Excerpts from segmentation records
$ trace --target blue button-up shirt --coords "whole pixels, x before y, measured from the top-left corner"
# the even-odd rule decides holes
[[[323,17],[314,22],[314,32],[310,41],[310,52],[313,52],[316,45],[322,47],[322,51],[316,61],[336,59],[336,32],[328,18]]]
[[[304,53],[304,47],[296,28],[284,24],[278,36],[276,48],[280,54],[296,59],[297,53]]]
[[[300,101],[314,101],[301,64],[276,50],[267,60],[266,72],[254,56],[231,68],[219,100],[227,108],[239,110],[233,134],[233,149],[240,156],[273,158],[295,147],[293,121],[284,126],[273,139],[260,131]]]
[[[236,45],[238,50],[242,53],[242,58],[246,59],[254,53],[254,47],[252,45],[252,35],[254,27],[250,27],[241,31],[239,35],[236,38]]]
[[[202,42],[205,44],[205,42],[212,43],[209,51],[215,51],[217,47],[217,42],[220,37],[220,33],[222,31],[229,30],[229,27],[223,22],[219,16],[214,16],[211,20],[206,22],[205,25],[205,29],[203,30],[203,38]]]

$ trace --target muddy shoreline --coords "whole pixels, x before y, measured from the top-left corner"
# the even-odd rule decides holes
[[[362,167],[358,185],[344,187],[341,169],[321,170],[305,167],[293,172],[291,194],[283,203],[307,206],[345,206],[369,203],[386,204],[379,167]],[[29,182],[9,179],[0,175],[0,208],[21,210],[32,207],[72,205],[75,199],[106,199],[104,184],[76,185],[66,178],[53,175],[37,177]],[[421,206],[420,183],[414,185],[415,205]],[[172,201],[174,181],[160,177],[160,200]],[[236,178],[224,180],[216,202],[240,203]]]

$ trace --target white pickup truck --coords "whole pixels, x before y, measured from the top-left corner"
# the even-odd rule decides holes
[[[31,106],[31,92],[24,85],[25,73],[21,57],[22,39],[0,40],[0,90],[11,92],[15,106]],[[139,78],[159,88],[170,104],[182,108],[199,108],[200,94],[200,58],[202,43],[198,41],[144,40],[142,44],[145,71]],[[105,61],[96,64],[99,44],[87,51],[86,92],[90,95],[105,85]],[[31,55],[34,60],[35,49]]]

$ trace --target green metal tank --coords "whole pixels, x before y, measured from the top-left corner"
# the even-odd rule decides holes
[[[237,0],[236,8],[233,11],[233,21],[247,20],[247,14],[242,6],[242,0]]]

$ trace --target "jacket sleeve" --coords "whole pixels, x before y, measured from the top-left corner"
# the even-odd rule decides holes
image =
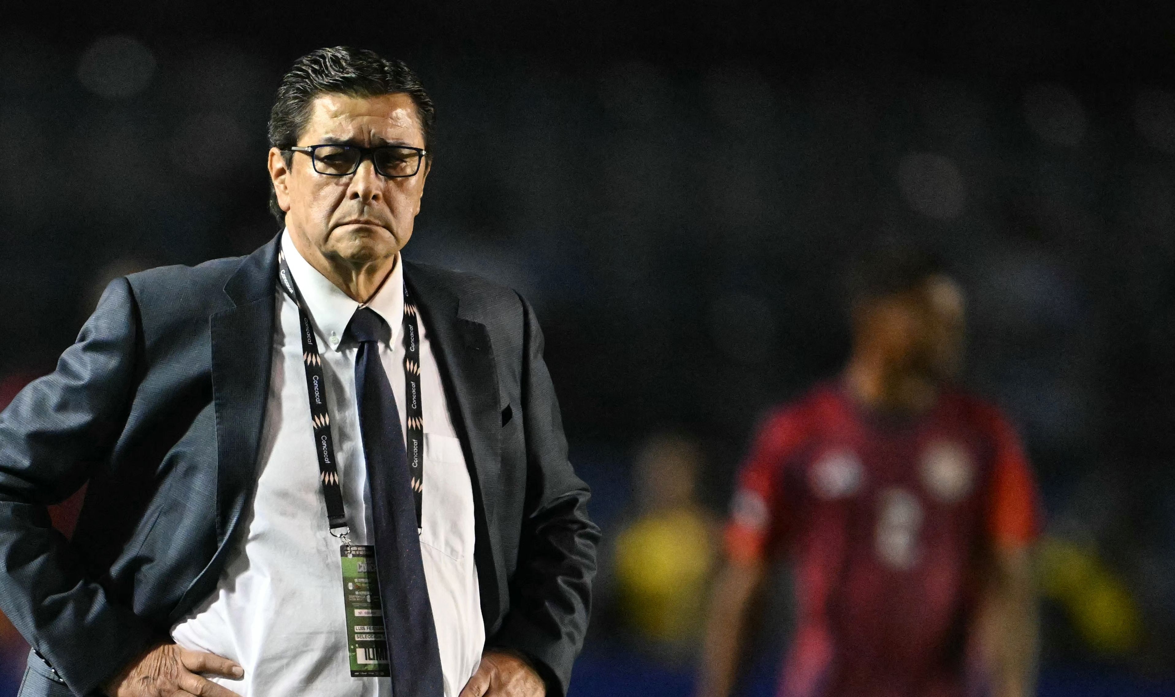
[[[510,610],[488,645],[530,658],[548,695],[563,697],[588,629],[599,528],[588,518],[588,485],[568,461],[543,333],[525,300],[523,315],[526,498]]]
[[[0,414],[0,610],[76,695],[160,638],[86,577],[46,508],[81,488],[118,441],[139,343],[130,284],[118,279],[56,370]]]

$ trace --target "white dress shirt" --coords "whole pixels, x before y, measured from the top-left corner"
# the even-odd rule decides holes
[[[311,267],[289,232],[282,250],[318,340],[330,430],[354,544],[374,544],[371,492],[355,406],[357,344],[343,337],[360,307]],[[391,328],[380,360],[404,423],[403,267],[368,303]],[[226,564],[216,592],[172,629],[177,644],[231,658],[240,681],[215,682],[242,697],[321,695],[387,697],[389,678],[352,678],[347,655],[340,542],[327,525],[307,395],[297,306],[276,294],[274,354],[248,534]],[[485,629],[474,567],[474,492],[441,375],[421,319],[424,498],[421,552],[441,645],[445,697],[477,670]],[[396,631],[388,626],[387,631]]]

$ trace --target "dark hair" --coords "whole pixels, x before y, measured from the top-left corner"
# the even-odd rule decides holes
[[[845,279],[848,306],[913,290],[927,279],[948,273],[942,259],[913,240],[885,236],[866,246]]]
[[[336,46],[311,51],[294,61],[282,75],[277,100],[269,112],[269,145],[277,149],[297,145],[310,120],[310,103],[323,94],[369,98],[383,94],[407,94],[416,105],[416,115],[424,134],[424,148],[432,159],[432,99],[421,79],[403,61],[388,60],[374,51]],[[287,163],[293,153],[283,152]],[[269,210],[283,224],[286,213],[277,206],[277,193],[270,190]]]

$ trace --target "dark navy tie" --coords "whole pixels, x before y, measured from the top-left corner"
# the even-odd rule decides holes
[[[355,357],[363,455],[371,488],[375,561],[395,697],[442,697],[441,649],[424,583],[424,562],[400,410],[380,361],[388,324],[371,308],[355,310],[347,331],[360,343]]]

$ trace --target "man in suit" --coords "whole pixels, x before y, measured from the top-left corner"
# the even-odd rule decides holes
[[[403,63],[300,59],[284,230],[115,280],[0,416],[21,695],[566,692],[598,529],[530,306],[401,257],[432,119]],[[87,481],[67,542],[46,505]]]

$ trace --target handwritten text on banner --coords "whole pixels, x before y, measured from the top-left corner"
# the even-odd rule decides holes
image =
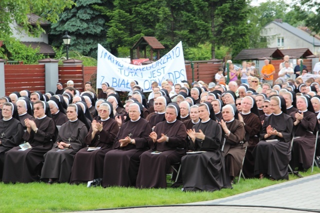
[[[184,58],[180,41],[158,61],[146,65],[126,63],[98,44],[97,87],[106,82],[116,91],[130,91],[130,82],[138,82],[144,92],[152,91],[151,84],[172,78],[174,83],[186,80]]]

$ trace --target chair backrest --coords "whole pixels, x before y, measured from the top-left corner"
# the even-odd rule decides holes
[[[226,144],[226,138],[224,137],[223,142],[222,143],[222,147],[221,147],[221,151],[224,151],[224,145]]]

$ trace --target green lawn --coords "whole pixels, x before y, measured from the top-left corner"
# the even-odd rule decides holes
[[[320,173],[314,168],[312,174]],[[310,170],[302,173],[312,175]],[[290,180],[298,178],[290,176]],[[0,183],[0,212],[46,213],[92,210],[138,206],[166,205],[205,201],[225,198],[283,183],[264,179],[242,179],[234,189],[214,192],[182,192],[180,189],[144,189],[111,187],[87,188],[84,185],[45,183]]]

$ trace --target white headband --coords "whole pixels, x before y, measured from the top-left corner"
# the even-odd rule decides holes
[[[56,104],[56,103],[54,101],[52,101],[52,100],[50,100],[49,101],[48,101],[48,104],[52,104],[53,105],[54,105],[54,106],[57,108],[57,109],[59,109],[59,107],[58,106],[58,105]]]
[[[130,104],[129,106],[131,106],[132,104],[134,104],[135,105],[138,106],[138,109],[139,115],[141,115],[141,110],[140,110],[140,106],[139,106],[139,105],[138,104],[137,104],[136,103],[134,102],[132,104]]]

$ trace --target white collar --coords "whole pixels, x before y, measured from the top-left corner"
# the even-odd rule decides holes
[[[280,115],[282,114],[282,111],[281,111],[281,112],[279,114],[274,114],[274,113],[272,113],[274,115],[276,115],[276,116],[278,116],[278,115]]]
[[[242,115],[248,115],[250,113],[251,113],[251,111],[250,111],[249,112],[248,112],[248,113],[244,113],[243,112],[241,112],[241,114],[242,114]]]
[[[226,123],[230,123],[230,122],[232,122],[232,121],[234,121],[234,119],[232,119],[232,120],[230,120],[230,121],[226,121]]]
[[[26,112],[24,114],[22,114],[21,115],[19,115],[19,116],[22,116],[22,115],[26,115],[26,113],[28,113]]]
[[[192,124],[198,124],[198,123],[199,123],[199,122],[200,122],[200,121],[201,121],[201,120],[200,120],[200,119],[199,119],[199,120],[198,120],[198,122],[196,122],[196,123],[194,123],[194,121],[193,121],[193,120],[191,120],[191,122],[192,122]]]
[[[39,118],[38,117],[38,118],[36,118],[38,120],[41,120],[41,119],[43,119],[44,118],[46,118],[46,115],[44,115],[44,117],[42,117],[42,118]]]
[[[174,120],[172,122],[169,122],[168,121],[166,121],[166,123],[168,123],[168,124],[172,124],[172,123],[174,123],[176,121],[176,120]]]
[[[101,121],[108,121],[108,120],[109,120],[109,118],[110,118],[110,116],[108,117],[108,118],[106,118],[106,119],[102,119],[102,118],[101,119]]]
[[[182,117],[182,116],[180,115],[180,117],[181,118],[186,118],[187,117],[188,117],[188,115],[189,115],[189,113],[188,113],[188,115],[186,115],[185,117]]]
[[[139,118],[138,118],[138,119],[136,119],[136,121],[132,121],[132,119],[130,119],[130,120],[132,122],[136,122],[138,121],[139,120],[140,120],[140,118],[141,118],[141,117],[139,116]]]
[[[2,118],[2,119],[4,120],[4,121],[10,121],[10,120],[11,120],[12,118],[13,118],[13,117],[12,116],[11,118],[9,118],[8,120],[4,119],[4,118]]]
[[[206,123],[206,122],[208,122],[208,121],[209,121],[210,120],[210,118],[209,118],[209,119],[208,119],[208,120],[207,120],[206,121],[202,121],[202,121],[201,121],[201,123],[202,123],[202,124],[203,124],[203,123]]]
[[[69,120],[69,121],[70,121],[70,122],[75,122],[76,121],[78,120],[78,118],[76,118],[76,119],[74,120],[74,121],[71,121],[70,120]]]

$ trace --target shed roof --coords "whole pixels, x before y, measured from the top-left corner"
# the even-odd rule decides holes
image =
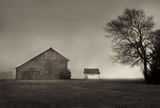
[[[100,74],[98,68],[85,68],[84,74]]]

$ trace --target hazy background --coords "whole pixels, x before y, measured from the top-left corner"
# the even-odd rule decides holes
[[[105,38],[105,23],[124,8],[145,10],[160,28],[159,0],[0,0],[0,72],[52,47],[70,60],[72,78],[88,67],[102,78],[141,78],[139,68],[112,63]]]

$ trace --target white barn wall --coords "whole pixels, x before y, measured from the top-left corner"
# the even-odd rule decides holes
[[[99,74],[85,74],[84,76],[85,79],[100,79]]]

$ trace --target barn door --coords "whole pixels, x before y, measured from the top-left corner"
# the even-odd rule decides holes
[[[21,76],[22,80],[33,80],[33,72],[32,71],[25,71],[22,73]]]

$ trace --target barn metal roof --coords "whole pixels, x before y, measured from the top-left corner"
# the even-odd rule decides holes
[[[98,68],[85,68],[84,74],[100,74]]]
[[[42,54],[44,54],[45,52],[48,52],[48,51],[54,51],[54,52],[56,52],[57,54],[61,55],[61,57],[63,57],[63,58],[64,58],[64,60],[69,61],[69,59],[67,59],[67,58],[66,58],[66,57],[64,57],[62,54],[60,54],[58,51],[54,50],[54,49],[51,47],[51,48],[47,49],[46,51],[44,51],[44,52],[40,53],[39,55],[37,55],[37,56],[33,57],[32,59],[28,60],[27,62],[23,63],[22,65],[17,66],[16,68],[19,68],[19,67],[21,67],[21,66],[25,65],[26,63],[28,63],[28,62],[30,62],[30,61],[32,61],[32,60],[34,60],[34,59],[35,59],[35,58],[37,58],[38,56],[40,56],[40,55],[42,55]]]

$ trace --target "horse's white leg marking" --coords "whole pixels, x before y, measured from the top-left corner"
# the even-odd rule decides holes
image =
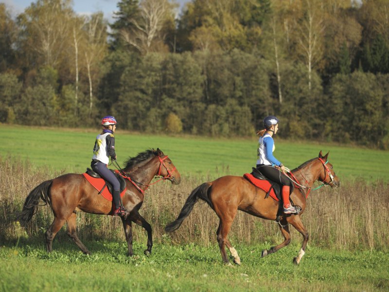
[[[232,246],[230,248],[229,248],[229,249],[230,250],[230,252],[231,253],[231,255],[234,257],[234,261],[235,263],[238,265],[240,265],[240,258],[238,255],[238,252],[236,251],[236,250]]]
[[[305,254],[305,252],[302,250],[302,249],[300,249],[300,251],[299,252],[299,254],[297,255],[297,257],[296,258],[296,261],[297,262],[297,263],[300,262],[300,260],[301,260],[301,258],[302,257],[302,256]]]

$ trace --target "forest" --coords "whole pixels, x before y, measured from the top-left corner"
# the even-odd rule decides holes
[[[0,123],[389,148],[389,0],[0,3]]]

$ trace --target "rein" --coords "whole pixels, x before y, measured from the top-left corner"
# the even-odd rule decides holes
[[[144,184],[143,183],[142,183],[141,182],[137,182],[136,181],[133,180],[128,175],[127,175],[127,174],[124,170],[123,170],[122,169],[122,168],[120,167],[120,166],[119,165],[119,164],[118,164],[118,163],[116,162],[116,160],[113,160],[112,162],[115,162],[114,165],[118,169],[117,170],[115,170],[115,172],[117,172],[117,173],[119,173],[121,176],[122,176],[124,178],[128,180],[137,188],[137,189],[138,189],[138,190],[141,192],[141,193],[142,195],[144,195],[144,192],[146,191],[146,190],[147,189],[147,188],[148,188],[148,187],[150,185],[155,184],[157,182],[160,182],[162,180],[164,181],[165,180],[168,180],[169,179],[171,179],[172,181],[174,181],[176,179],[175,179],[173,175],[172,175],[172,173],[177,169],[176,167],[175,166],[174,168],[173,168],[172,170],[170,170],[169,168],[167,168],[167,166],[166,166],[166,164],[165,164],[165,163],[163,162],[163,161],[166,159],[166,158],[168,158],[167,155],[166,155],[162,159],[160,158],[160,156],[158,156],[158,158],[159,160],[159,167],[158,168],[158,173],[156,175],[155,178],[160,177],[161,176],[160,173],[161,173],[161,168],[162,165],[163,165],[165,167],[165,168],[166,169],[166,171],[168,173],[167,175],[165,177],[161,177],[161,178],[157,181],[157,182],[155,182],[152,183],[150,183],[149,184]],[[143,190],[139,186],[139,185],[145,186],[146,189],[144,190]]]
[[[295,176],[295,175],[292,173],[290,170],[285,167],[285,170],[288,172],[288,175],[286,176],[286,177],[287,177],[289,180],[290,180],[292,182],[293,182],[295,183],[296,188],[298,188],[299,190],[300,190],[300,191],[301,191],[301,192],[302,192],[302,191],[301,190],[301,188],[306,189],[308,190],[305,195],[305,199],[308,198],[308,195],[309,195],[309,193],[311,192],[311,191],[316,191],[316,190],[318,190],[318,189],[319,189],[320,188],[321,188],[322,186],[327,186],[327,185],[330,185],[331,183],[333,183],[334,182],[335,182],[334,176],[332,175],[332,174],[331,173],[331,171],[330,171],[330,170],[328,169],[328,167],[326,165],[327,163],[328,163],[328,161],[327,160],[327,161],[324,162],[324,161],[323,160],[323,159],[322,159],[321,158],[318,158],[318,159],[319,160],[320,160],[321,163],[323,164],[323,166],[324,167],[324,171],[325,171],[325,177],[324,177],[324,179],[323,180],[323,181],[319,181],[319,182],[320,182],[321,183],[321,185],[319,185],[318,186],[315,187],[315,188],[313,188],[312,186],[305,186],[304,185],[302,185],[301,184],[298,180],[297,179],[297,178],[296,178]],[[308,181],[307,181],[306,179],[305,179],[305,178],[304,177],[304,176],[302,175],[302,173],[301,173],[300,169],[298,168],[298,170],[299,170],[299,172],[300,173],[300,174],[301,174],[301,176],[302,177],[302,178],[303,178],[304,180],[305,181],[305,182],[306,182],[307,184],[309,185],[309,183],[308,183]],[[327,179],[327,175],[329,176],[330,178],[331,179],[331,181],[328,183],[324,182],[325,180]]]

Task statement →
Reproduce the lines of the listing starting at the line containing "trace --target hazy" and ending at the line containing "[[[99,74],[85,74],[84,76],[85,79],[100,79]]]", with both of those lines included.

Finished task →
$ trace --target hazy background --coords "whole pixels, x before y, measured from the top-left corner"
# the even-odd rule decides holes
[[[105,38],[105,23],[124,8],[145,10],[160,28],[159,0],[0,0],[0,72],[52,47],[70,60],[72,78],[88,67],[102,78],[141,78],[139,68],[112,63]]]

$ trace --target white barn wall --coords "whole pixels, x before y, measured from the top-left corner"
# the even-odd rule decides holes
[[[99,74],[85,74],[84,76],[85,79],[100,79]]]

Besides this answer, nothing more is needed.